--- ENTRIES PROVIDED ---
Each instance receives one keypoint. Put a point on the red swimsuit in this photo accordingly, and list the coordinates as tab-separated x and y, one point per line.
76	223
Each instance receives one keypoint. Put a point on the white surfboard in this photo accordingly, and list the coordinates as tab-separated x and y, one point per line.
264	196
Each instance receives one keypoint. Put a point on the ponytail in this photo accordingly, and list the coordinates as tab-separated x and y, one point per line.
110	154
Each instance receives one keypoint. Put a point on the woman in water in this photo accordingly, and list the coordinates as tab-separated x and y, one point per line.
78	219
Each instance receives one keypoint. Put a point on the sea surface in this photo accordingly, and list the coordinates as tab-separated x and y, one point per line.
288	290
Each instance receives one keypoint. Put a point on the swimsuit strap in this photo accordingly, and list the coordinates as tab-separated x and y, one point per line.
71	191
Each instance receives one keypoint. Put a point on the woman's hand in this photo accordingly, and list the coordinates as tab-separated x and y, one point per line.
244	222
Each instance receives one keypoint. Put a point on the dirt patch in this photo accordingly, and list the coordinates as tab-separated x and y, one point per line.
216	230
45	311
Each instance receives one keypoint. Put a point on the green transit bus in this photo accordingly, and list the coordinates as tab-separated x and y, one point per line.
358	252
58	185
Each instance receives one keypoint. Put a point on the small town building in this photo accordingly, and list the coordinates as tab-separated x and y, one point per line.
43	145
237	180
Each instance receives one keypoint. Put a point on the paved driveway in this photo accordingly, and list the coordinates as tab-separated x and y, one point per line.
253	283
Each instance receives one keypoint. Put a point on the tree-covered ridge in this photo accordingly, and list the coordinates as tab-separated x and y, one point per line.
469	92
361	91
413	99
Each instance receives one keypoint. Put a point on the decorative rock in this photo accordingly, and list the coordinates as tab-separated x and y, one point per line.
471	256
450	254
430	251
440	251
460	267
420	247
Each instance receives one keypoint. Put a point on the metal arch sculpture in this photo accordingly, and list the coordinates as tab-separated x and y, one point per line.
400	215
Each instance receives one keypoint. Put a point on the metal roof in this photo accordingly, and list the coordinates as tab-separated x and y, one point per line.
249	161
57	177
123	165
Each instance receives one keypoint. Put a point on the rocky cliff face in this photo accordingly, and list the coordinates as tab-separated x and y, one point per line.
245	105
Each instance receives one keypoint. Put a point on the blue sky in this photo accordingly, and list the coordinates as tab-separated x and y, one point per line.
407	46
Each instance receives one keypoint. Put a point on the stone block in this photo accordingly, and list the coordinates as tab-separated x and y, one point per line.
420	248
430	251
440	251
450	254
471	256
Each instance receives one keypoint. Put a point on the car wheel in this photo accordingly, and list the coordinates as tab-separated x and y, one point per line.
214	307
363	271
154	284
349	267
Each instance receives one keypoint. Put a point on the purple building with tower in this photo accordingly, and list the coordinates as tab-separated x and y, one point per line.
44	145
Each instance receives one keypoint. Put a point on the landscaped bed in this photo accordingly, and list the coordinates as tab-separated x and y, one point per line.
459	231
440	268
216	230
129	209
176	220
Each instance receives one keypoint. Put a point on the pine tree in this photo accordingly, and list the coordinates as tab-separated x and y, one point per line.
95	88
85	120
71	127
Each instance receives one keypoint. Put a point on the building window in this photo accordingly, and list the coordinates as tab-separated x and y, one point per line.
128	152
---
--- ENTRIES PROVIDED ---
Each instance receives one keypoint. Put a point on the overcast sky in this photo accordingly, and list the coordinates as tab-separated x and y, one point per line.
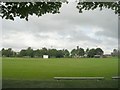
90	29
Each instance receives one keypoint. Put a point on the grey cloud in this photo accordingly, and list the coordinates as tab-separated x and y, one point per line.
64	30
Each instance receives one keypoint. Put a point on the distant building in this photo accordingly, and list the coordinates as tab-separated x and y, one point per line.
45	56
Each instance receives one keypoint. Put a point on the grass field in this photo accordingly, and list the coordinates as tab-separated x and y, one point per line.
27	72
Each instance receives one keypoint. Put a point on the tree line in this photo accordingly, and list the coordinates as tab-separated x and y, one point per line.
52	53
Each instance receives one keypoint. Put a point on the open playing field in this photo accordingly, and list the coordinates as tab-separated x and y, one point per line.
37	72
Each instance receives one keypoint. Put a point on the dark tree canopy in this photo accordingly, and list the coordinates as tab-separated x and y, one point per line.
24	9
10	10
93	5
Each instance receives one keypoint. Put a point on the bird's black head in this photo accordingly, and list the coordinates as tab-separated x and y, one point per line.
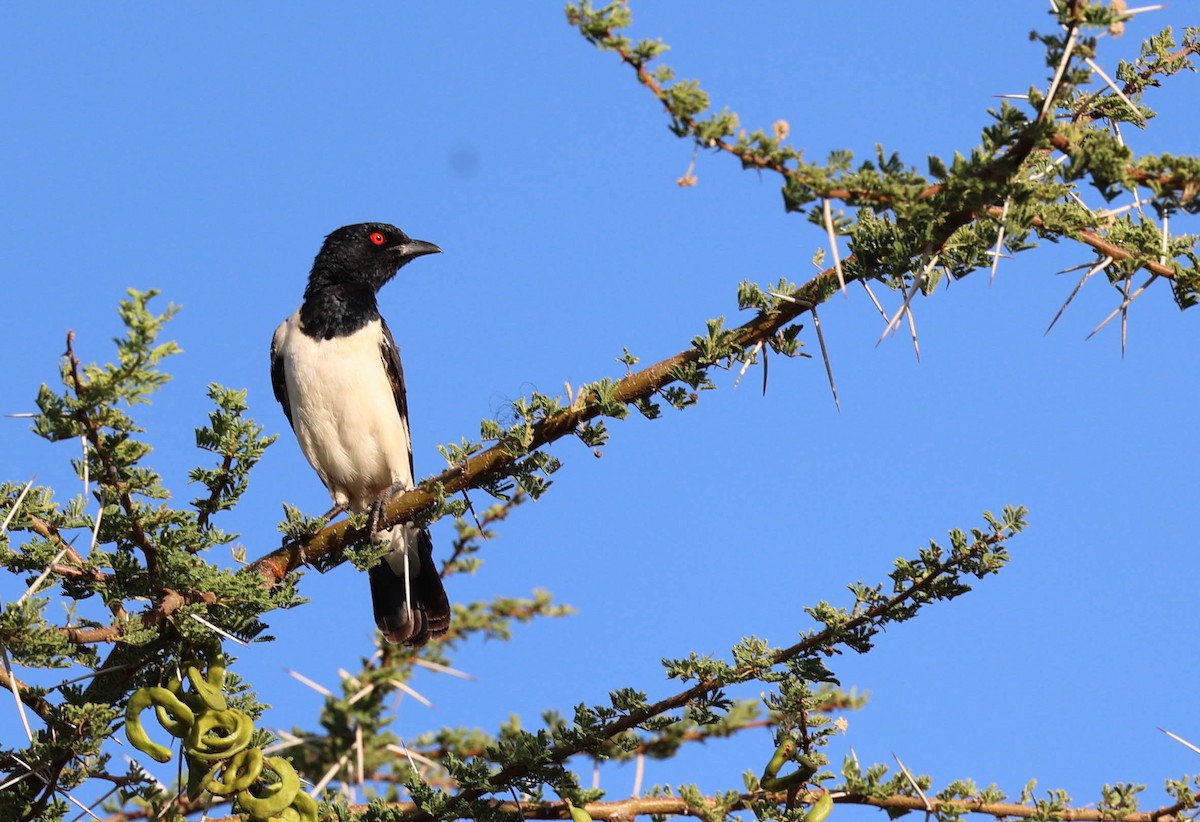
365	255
---
TASK DESCRIPTION: Identify each line above that contains the word "swimsuit", and copy every such line in full.

RESULT OF THIS EXERCISE:
Each instance receives one keypoint. Put a point on the red swimsuit in this photo accordingly, and list the coordinates as tab-separated x and y, one point per line.
Each instance receives one keypoint. Put a point on the swimsuit strap in this photo accordingly, and list the coordinates as tab-separated x and y, one point per line.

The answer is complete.